> [Stated task]:
Render everything from the line containing "Question. For every instance of the cat's ear" down to the end of the data below as a JSON list of strings, one string per line, with blank lines skipped and the pictures left out.

* Start *

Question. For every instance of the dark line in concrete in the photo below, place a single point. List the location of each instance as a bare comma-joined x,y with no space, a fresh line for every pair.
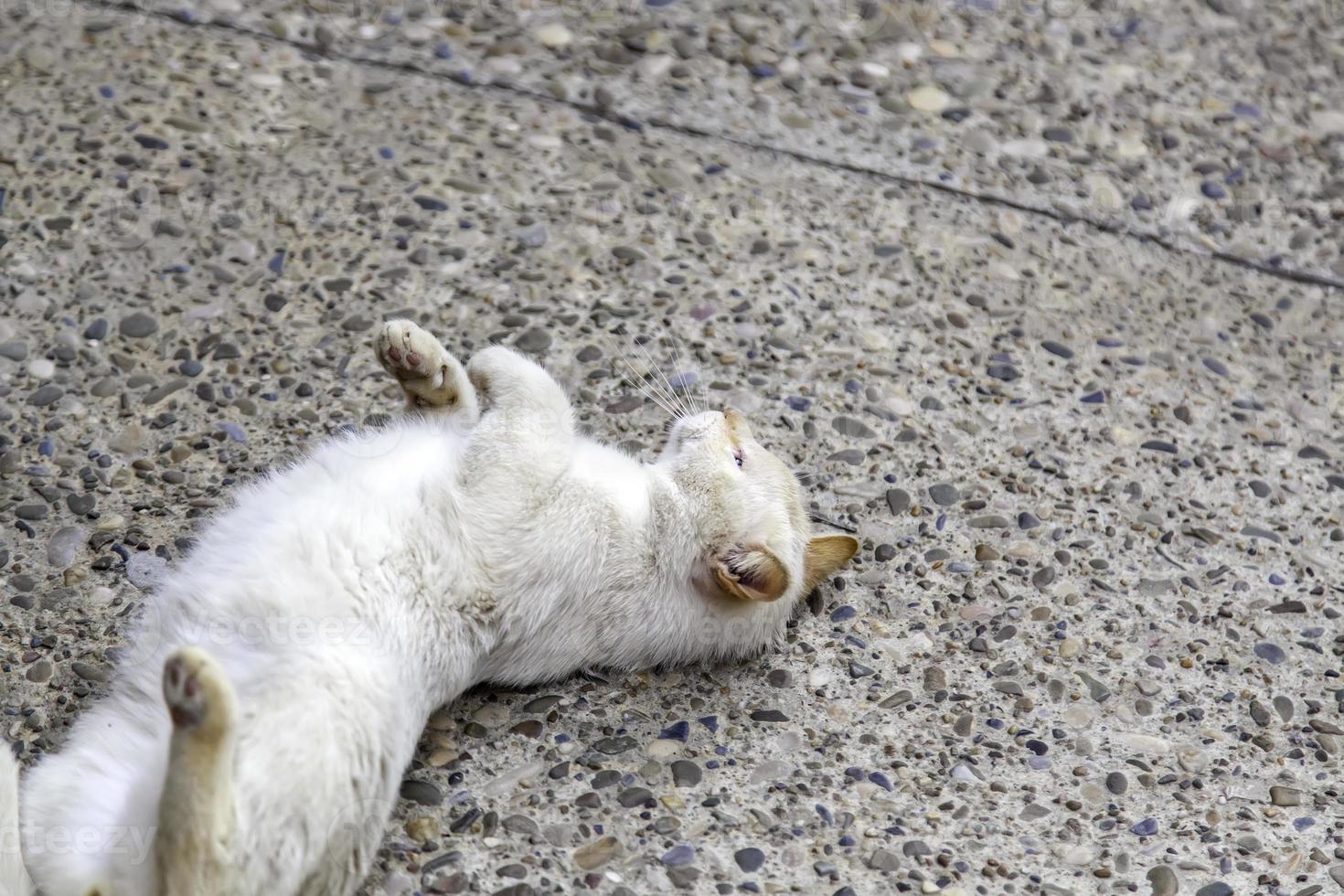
689,131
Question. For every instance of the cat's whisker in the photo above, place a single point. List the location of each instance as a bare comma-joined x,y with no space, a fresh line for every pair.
664,386
641,384
683,371
667,384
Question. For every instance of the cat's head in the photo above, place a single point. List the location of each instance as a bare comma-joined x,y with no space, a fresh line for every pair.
748,507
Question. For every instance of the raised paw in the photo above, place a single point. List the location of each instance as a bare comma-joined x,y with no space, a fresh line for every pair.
428,374
197,690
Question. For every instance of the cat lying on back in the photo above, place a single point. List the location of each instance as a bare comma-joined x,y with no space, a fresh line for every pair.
477,539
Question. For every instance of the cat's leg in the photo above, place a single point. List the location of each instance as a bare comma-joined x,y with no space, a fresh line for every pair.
192,845
429,375
520,389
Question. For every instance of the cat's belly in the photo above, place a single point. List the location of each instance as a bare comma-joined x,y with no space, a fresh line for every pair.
334,552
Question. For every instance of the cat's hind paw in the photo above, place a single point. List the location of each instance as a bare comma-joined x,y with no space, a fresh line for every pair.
197,692
428,374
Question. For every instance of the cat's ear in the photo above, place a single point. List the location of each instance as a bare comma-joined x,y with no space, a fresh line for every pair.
749,572
826,555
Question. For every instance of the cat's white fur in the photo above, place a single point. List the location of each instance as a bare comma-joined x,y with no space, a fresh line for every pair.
345,598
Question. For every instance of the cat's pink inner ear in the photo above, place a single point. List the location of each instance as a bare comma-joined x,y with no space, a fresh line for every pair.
826,555
750,572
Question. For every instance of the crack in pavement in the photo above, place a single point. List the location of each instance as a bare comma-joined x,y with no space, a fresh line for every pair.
1174,243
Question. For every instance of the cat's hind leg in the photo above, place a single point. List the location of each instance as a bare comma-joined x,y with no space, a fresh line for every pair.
428,374
197,815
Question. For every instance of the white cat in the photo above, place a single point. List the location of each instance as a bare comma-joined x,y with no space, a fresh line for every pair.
316,624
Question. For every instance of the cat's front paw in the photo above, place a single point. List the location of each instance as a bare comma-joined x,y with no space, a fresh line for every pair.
428,374
197,692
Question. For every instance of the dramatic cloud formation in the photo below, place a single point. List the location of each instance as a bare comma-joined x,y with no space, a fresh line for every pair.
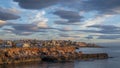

* End *

> [Task result]:
[
  "Question. For every instance of the cat's ear in the photo above, place a single point. List the location of each instance as a bare comma-joined x,y with no space, a fresh line for every pair.",
  "749,572",
  "826,555",
  "Question. For every instance of the cat's white fur in the photo above, place a single point. List the location of each instance as a bare comma-joined x,y with no space, a fresh line for every pair.",
  "345,598",
  "Question. For every instance of the cat's pink inner ear in the photo above, place a single point. List the location of each instance as a bare comma-joined x,y with no space, a fresh line for every pair.",
  "826,555",
  "750,572",
  "Question. For every instance of the crack in pavement in the photo above, place a single point. List the location of each instance as a bare comma-joined x,y with no space, a fresh line for every pair.",
  "1174,243",
  "Question. For every instance of the cat's hind leg in the photo above, place a single point. List the location of each instance as a bare comma-joined x,y with no space, a fresh line for every pair.",
  "428,374",
  "197,815",
  "Question. For every instance of the white cat in the photo above, place a single point. List the location of each instance as a bare comma-joined x,y with no space, a fresh line for every pair.",
  "316,624",
  "Question. For every instance of the cat's front paw in the photo above, place a single point. List the location of each instance as a bare comma-joined x,y with no space, a fresh line for every pair.",
  "428,374",
  "197,692",
  "Question. For every instance of the dramatic cloud formation in the photo below, place a single point. List the location of each instance as a bare comma-joined x,y with no space, a fresh line for every pair."
]